> [Work instruction]: Repeat, exactly as written, the lines from the one with "Prove it: the large golden" to the final line of the listing, and keep every picture out.

==================================================

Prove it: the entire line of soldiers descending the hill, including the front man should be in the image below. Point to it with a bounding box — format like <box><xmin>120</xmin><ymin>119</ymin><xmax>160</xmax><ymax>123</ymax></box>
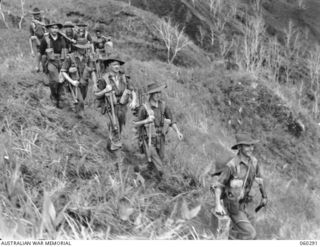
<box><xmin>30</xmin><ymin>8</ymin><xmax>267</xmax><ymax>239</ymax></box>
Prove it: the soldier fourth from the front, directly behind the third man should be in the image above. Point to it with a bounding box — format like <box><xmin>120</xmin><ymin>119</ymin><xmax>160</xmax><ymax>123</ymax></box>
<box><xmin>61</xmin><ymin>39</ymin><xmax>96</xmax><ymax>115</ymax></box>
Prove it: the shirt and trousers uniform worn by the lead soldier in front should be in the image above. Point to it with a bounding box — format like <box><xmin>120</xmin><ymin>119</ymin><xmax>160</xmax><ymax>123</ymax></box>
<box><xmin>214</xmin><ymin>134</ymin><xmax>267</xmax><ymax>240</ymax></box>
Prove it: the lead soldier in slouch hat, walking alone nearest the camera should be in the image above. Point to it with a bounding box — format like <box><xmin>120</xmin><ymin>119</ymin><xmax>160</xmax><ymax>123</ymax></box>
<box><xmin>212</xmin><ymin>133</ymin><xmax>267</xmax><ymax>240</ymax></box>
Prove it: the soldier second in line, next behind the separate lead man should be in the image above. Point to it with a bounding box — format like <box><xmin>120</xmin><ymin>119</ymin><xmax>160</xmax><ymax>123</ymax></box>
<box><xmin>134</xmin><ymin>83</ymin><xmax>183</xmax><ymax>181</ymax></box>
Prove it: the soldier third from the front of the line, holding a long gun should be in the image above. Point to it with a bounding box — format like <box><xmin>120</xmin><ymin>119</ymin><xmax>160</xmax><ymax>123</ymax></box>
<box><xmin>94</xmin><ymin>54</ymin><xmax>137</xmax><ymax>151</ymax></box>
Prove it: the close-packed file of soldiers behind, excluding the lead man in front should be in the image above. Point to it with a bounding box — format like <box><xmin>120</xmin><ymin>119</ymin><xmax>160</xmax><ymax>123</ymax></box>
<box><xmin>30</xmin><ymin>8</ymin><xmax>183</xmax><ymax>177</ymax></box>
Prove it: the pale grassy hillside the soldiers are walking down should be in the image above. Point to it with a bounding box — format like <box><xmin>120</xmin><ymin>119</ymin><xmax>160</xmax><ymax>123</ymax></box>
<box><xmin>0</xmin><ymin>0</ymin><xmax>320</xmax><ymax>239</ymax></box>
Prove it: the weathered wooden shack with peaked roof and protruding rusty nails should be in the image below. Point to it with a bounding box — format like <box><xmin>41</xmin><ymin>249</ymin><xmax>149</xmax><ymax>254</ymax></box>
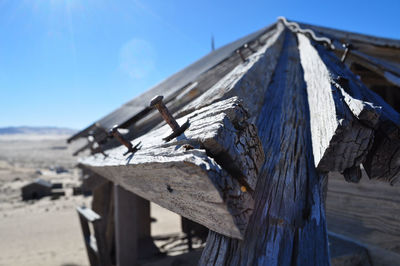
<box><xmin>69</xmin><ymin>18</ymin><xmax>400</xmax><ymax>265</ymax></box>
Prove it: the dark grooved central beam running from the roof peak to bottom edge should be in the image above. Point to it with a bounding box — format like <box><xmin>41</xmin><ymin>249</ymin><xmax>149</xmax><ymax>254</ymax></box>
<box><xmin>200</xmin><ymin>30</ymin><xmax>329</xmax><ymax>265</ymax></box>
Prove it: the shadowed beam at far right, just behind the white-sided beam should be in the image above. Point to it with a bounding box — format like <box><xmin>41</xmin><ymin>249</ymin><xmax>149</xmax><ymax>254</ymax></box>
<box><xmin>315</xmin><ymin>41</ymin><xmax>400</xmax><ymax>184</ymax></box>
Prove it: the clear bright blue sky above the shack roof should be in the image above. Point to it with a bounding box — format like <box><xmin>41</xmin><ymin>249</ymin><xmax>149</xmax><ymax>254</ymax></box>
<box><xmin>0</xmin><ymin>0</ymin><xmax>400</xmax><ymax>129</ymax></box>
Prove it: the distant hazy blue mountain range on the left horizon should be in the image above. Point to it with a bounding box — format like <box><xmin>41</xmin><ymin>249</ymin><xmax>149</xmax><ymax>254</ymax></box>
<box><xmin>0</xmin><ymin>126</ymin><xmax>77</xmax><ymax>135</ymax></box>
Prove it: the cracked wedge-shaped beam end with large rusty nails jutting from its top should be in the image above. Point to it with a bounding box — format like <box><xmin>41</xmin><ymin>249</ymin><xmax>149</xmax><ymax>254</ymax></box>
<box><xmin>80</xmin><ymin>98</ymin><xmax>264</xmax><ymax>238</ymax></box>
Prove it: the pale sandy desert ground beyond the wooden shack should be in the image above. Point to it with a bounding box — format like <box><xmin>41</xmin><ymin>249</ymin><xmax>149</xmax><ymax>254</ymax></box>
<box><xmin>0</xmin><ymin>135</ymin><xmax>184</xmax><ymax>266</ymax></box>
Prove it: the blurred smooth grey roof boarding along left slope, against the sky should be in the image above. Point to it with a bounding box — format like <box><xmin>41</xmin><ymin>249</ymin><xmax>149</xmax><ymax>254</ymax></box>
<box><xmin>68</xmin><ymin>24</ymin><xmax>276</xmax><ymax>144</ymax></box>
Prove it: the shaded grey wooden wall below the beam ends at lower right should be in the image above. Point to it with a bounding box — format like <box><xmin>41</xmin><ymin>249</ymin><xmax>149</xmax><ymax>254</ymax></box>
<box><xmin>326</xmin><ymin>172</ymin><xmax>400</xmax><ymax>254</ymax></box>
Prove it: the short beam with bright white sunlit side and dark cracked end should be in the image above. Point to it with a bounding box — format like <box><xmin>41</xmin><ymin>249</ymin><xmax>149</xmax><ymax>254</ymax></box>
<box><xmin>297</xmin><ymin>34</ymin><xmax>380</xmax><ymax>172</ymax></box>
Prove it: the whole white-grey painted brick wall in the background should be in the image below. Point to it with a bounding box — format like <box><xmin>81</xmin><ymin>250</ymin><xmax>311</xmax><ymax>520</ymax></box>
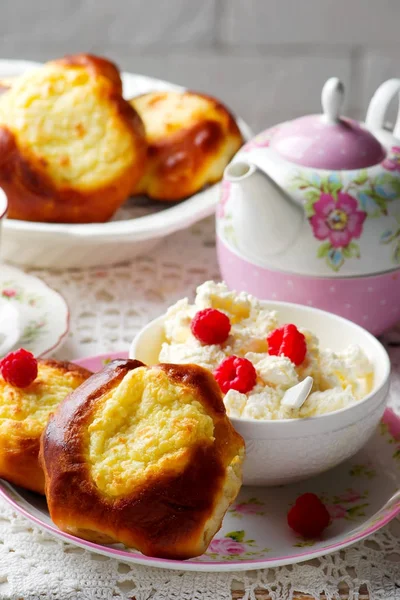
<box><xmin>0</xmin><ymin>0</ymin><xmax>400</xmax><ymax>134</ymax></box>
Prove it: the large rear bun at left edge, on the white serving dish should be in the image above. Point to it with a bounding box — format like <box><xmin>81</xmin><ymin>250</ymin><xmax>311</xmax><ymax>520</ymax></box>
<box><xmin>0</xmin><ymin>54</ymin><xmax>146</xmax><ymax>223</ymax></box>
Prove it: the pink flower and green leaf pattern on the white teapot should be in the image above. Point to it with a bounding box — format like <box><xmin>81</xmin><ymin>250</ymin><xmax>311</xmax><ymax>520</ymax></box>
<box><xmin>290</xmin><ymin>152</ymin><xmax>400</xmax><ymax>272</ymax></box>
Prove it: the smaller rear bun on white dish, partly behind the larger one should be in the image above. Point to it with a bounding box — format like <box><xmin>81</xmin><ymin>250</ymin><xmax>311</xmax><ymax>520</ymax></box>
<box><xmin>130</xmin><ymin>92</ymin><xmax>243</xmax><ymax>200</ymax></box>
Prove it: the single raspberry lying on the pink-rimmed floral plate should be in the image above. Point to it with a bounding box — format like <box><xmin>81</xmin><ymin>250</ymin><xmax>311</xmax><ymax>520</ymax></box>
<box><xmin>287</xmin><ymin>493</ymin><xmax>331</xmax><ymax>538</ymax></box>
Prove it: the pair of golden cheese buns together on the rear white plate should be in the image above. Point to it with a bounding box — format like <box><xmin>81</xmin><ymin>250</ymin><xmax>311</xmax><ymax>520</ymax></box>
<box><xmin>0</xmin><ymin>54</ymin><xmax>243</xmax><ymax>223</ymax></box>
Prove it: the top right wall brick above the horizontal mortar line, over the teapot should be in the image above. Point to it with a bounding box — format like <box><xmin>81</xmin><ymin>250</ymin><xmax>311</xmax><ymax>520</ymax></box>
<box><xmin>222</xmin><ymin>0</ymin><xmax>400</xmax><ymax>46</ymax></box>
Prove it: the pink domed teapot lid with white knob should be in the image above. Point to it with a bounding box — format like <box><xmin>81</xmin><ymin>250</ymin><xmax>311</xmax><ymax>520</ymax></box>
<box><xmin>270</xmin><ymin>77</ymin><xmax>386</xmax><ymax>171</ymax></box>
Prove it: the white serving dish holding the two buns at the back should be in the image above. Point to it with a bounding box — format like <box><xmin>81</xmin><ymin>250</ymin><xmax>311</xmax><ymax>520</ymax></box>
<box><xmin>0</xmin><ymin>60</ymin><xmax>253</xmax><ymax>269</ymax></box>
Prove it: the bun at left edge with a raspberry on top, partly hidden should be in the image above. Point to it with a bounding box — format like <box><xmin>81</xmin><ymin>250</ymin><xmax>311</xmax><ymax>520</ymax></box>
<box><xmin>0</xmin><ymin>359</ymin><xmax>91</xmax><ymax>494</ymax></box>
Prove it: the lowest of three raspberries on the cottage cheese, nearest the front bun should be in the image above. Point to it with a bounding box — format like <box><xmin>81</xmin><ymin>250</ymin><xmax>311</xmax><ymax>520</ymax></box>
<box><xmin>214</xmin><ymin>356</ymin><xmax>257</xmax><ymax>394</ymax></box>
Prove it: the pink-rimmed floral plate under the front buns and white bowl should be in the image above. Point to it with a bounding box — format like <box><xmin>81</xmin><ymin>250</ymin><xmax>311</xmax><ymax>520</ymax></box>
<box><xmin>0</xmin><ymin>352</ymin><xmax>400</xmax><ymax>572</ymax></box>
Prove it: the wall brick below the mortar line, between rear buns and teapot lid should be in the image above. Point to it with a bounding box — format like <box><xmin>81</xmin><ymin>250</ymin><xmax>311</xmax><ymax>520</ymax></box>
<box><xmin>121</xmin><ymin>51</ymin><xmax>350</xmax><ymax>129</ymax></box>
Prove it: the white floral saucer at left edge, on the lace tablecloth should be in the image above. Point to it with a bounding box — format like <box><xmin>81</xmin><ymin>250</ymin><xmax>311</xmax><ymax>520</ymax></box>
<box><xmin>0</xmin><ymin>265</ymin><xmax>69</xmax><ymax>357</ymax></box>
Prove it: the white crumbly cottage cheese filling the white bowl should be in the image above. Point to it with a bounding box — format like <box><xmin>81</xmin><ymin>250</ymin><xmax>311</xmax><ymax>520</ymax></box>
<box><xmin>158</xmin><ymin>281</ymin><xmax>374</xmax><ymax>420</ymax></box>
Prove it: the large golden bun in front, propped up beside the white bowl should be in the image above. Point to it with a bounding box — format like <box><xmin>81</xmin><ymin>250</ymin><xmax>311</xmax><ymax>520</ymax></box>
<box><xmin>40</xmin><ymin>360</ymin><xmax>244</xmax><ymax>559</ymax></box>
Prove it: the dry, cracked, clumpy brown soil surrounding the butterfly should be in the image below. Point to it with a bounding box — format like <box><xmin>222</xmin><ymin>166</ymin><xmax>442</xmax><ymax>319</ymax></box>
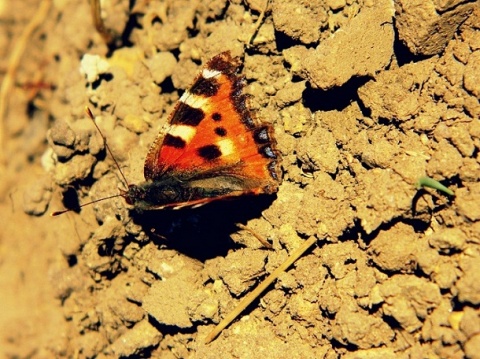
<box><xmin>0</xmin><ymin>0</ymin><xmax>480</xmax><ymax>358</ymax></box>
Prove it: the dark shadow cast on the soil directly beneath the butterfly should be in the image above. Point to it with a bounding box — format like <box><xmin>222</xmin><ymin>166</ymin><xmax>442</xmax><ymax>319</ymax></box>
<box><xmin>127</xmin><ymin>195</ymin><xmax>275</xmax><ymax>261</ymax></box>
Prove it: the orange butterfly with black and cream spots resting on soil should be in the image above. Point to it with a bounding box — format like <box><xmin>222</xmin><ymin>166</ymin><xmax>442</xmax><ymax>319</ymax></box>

==================================================

> [Task result]:
Prove it: the large golden bun in front, propped up beside the white bowl should be in the image above. Point to it with a bounding box — format like <box><xmin>81</xmin><ymin>250</ymin><xmax>311</xmax><ymax>520</ymax></box>
<box><xmin>40</xmin><ymin>360</ymin><xmax>244</xmax><ymax>559</ymax></box>
Prove it: the dry, cracked, clumpy brown soil surrounding the butterfly should be in the image below. Point to it with a bounding box — format like <box><xmin>222</xmin><ymin>166</ymin><xmax>442</xmax><ymax>319</ymax></box>
<box><xmin>0</xmin><ymin>0</ymin><xmax>480</xmax><ymax>358</ymax></box>
Prove it: the dark shadow cast on the soil directly beneath the butterfly should be in the image above. Point to it with a bounding box — format like <box><xmin>222</xmin><ymin>166</ymin><xmax>442</xmax><ymax>319</ymax></box>
<box><xmin>127</xmin><ymin>195</ymin><xmax>275</xmax><ymax>261</ymax></box>
Prove it: the orange butterfly with black and cream spots resting on soil should be in the image above. Point to it with a bounding box — format like <box><xmin>222</xmin><ymin>166</ymin><xmax>442</xmax><ymax>319</ymax></box>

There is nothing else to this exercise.